**TEXT SEGMENT**.
= Beginning of Section =

Some people draw a distinction between historical figures like George Washington and Thomas Jefferson, who owned slaves but helped build a framework for a nation dedicated to equality, and Confederate leaders, who declared war on the United States in order to preserve the institution of slavery.
Many of the monuments in the area were erected by United Daughters of the Confederacy North Carolina Division, an organization of women “who are lineal or collateral blood descendants of men and women who served honorably in the Army, Navy, or Civil Service of the Confederate States of America, or who gave Material Aid to the Cause.”
The Daughters did not respond to an AVL Watchdog request for comment, but a notice atop the group’s web page admonishes “Do not remove the ancient landmark which your fathers have set. — Proverbs 22:28.”
Buncombe County Commissioner Amanda Edwards disagrees. Edwards said at a commission meeting June 16: “Removing monuments does not erase history. What it does is remove the constant visual reminder of a system that didn’t treat African Americans as equitable.”
The African American Heritage Commission of Asheville and Buncombe County is exploring options for “recontextualizing” Pack Square, where the Vance Monument stands near the spot where black-skinned men, women, and children were bought and sold on the steps of the old Buncombe County courthouse.
“We acknowledge and support the positive role that recent protests have played in opening the door to real and necessary change,” the Western North Carolina Historical Association board of trustees said in a statement. Anne Chesky Smith, executive director of the association, told AVL Watchdog that the board is currently meeting to re-evaluate its operations toward a goal of better representing the diversity that has shaped the region.
Is it possible to honor the past, without honoring parts of the past that today seem vile and odious?

= End of Section =

**Dataset entries**.

= Beginning of Section =

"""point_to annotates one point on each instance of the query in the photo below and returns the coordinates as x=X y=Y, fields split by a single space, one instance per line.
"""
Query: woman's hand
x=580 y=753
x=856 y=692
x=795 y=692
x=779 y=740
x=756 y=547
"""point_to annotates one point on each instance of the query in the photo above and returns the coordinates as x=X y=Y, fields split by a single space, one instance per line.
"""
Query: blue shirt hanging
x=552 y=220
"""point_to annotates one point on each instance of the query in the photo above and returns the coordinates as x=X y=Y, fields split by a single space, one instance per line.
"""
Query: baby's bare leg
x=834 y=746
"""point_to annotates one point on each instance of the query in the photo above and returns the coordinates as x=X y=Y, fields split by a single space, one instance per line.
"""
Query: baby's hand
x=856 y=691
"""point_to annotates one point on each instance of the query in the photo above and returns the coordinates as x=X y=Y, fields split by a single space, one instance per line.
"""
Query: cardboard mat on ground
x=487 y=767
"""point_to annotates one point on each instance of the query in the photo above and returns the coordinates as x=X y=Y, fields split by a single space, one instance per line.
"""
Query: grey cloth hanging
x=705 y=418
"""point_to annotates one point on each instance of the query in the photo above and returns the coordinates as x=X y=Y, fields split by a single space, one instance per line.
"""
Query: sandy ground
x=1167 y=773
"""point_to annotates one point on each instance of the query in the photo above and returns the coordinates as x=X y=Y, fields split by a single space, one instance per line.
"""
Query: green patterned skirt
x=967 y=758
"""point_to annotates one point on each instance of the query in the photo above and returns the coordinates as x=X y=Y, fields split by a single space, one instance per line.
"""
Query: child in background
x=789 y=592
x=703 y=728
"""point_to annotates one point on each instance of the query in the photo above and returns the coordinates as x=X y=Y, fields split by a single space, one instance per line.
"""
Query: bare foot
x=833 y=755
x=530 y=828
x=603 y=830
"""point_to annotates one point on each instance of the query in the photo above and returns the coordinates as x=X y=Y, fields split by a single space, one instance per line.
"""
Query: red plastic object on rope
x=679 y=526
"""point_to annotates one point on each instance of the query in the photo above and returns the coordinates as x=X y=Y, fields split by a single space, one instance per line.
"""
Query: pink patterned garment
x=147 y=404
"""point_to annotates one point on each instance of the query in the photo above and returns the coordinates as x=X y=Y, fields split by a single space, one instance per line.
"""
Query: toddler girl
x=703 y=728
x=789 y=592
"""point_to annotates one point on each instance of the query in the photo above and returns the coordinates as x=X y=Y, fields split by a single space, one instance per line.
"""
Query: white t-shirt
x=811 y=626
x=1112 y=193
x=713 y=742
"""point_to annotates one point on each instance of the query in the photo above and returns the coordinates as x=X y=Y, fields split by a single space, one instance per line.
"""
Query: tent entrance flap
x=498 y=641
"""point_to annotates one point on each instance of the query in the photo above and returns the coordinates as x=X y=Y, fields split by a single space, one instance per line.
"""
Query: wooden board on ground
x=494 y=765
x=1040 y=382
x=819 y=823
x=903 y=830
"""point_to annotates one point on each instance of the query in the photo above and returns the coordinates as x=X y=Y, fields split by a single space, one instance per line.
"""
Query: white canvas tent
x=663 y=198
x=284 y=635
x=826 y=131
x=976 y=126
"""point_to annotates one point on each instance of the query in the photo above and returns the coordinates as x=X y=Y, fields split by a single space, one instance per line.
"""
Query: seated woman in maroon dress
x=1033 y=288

= End of Section =

**APPLY WHAT YOU READ**.
1) Translate this sentence from the Confederate monuments text into Spanish: "Is it possible to honor the past, without honoring parts of the past that today seem vile and odious?"
2) Extend the Confederate monuments text, picking up after its final sentence.

**TASK-BY-TASK OUTPUTS**.
1) ¿Es posible honrar el pasado, sin honrar partes del pasado que hoy parecen viles y odiosas?

2)
“The truth is, I don’t know,” said J. Clarkson, rector of Calvary Episcopal Church in Fletcher. The church was built on a former plantation and was financed and supported by slave owners, he said. A corner of the church property was dedicated almost a century ago to a cluster of monuments honoring Confederate President, slaveholder, and avowed White supremacist Jefferson Davis, along with Zebulon Vance and other “heroes” of the Old South.
Today, the “Open-Air Westminster Abbey of the South,” as Calvary’s memorial park is known, sits near a dedicated food bank where volunteers from the church community gather and distribute food to needy families. Clarkson said that even before the pandemic, and the protests, he and parishioners had already convened a series of meetings to begin wrestling with the “uncomfortable” question of how to reconcile history and current values.
It’s a question the church — and Asheville, and Buncombe County, and the rest of the nation — will be wrestling with for quite some time.
“I’m okay with not moving quickly to a solution just because we feel uncomfortable,” Clarkson said. “It’s okay if we spend some time being uncomfortable. It’s an opening for education.”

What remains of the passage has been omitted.